(Entries from a data source)

════════════════════

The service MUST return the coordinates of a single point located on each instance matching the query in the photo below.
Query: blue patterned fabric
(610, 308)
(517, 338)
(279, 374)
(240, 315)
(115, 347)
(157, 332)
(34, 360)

════════════════════

Short task —
Write out the entries above again, replacing "fabric" with "cloth" and leaving everything else unchanged.

Exercise result —
The service MUST return the coordinates of a single point located on each instance matching the query in the photo below.
Query: blue patterned cloth
(610, 308)
(517, 338)
(279, 374)
(240, 315)
(115, 347)
(157, 332)
(34, 360)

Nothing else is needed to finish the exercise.